-- START OF Material provided --

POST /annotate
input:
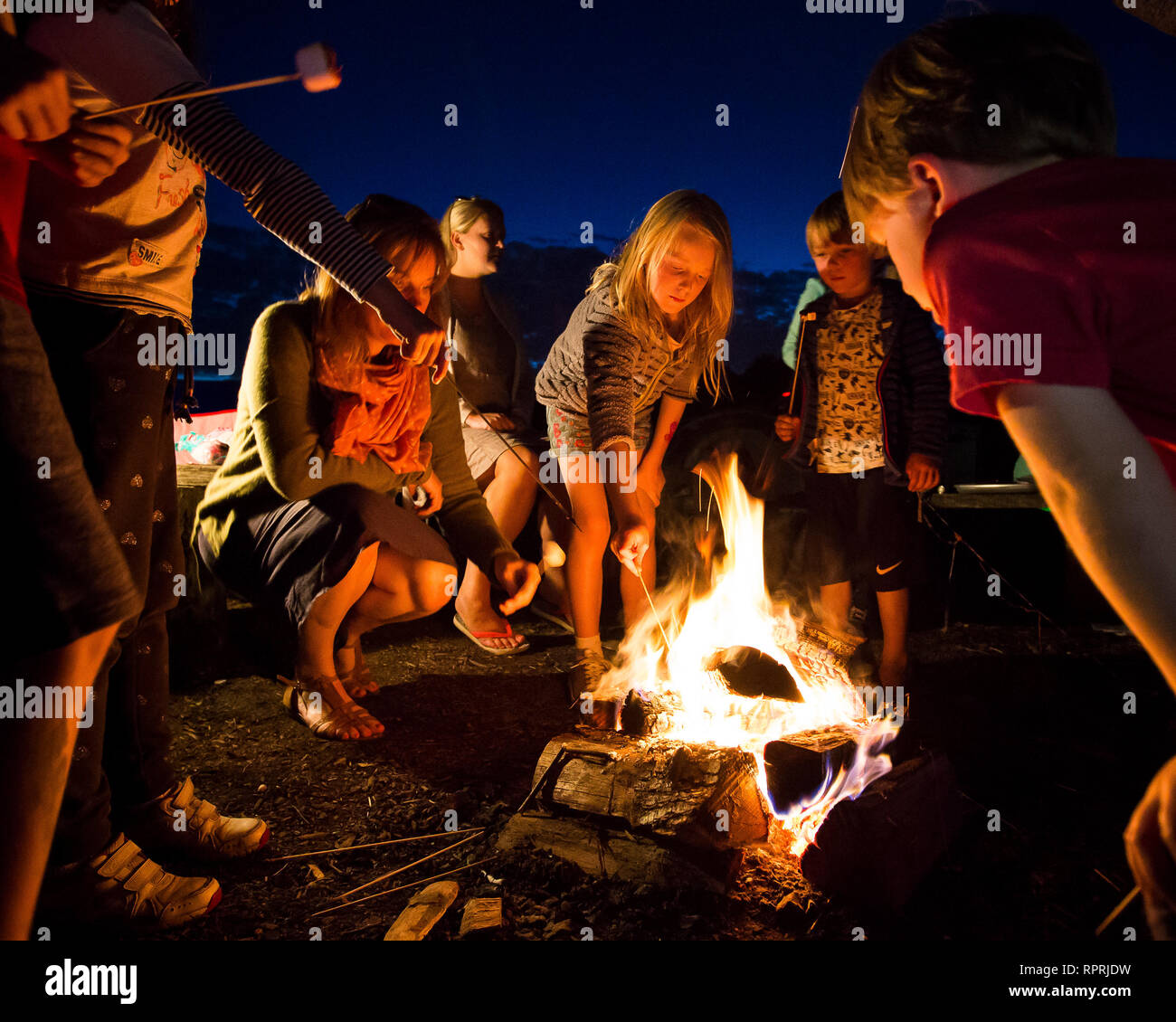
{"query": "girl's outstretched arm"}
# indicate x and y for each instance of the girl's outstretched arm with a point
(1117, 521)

-- END OF Material provided --
-- START OF Material provided --

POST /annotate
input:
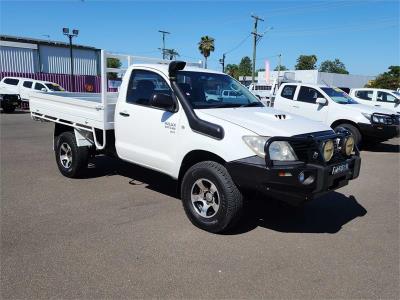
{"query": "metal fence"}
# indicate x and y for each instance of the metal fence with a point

-- END OF Material provided --
-- START OF Material provided --

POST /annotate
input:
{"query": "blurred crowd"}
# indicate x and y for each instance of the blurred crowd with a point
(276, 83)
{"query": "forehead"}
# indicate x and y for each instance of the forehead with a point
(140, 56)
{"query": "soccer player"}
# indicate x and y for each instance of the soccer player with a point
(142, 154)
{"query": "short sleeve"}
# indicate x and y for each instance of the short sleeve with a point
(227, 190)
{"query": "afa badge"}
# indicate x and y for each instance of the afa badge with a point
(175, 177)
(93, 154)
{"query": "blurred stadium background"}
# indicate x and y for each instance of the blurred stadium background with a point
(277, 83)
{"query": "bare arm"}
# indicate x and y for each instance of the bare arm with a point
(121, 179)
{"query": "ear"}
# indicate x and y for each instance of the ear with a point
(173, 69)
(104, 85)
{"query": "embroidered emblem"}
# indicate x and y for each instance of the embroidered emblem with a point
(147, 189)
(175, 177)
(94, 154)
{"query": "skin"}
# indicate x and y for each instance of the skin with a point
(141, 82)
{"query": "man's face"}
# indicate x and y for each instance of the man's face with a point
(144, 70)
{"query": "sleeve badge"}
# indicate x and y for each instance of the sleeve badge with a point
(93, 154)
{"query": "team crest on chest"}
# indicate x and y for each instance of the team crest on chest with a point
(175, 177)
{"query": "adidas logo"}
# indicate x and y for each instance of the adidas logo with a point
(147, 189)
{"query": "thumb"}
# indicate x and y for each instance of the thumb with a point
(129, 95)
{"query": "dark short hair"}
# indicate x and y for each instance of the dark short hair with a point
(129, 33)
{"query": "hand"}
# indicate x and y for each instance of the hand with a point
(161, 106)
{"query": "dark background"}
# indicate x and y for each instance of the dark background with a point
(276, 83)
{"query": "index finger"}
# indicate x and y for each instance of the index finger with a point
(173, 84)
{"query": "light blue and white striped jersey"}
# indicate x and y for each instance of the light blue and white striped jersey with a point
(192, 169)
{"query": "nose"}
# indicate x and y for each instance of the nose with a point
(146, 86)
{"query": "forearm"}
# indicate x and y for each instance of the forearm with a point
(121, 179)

-- END OF Material provided --

→ What you should do: Please pull out every line in the material above that contains the string "index", matching its case exactly.

→ The answer:
{"query": "index finger"}
# indicate x and y for each instance of the index finger with a point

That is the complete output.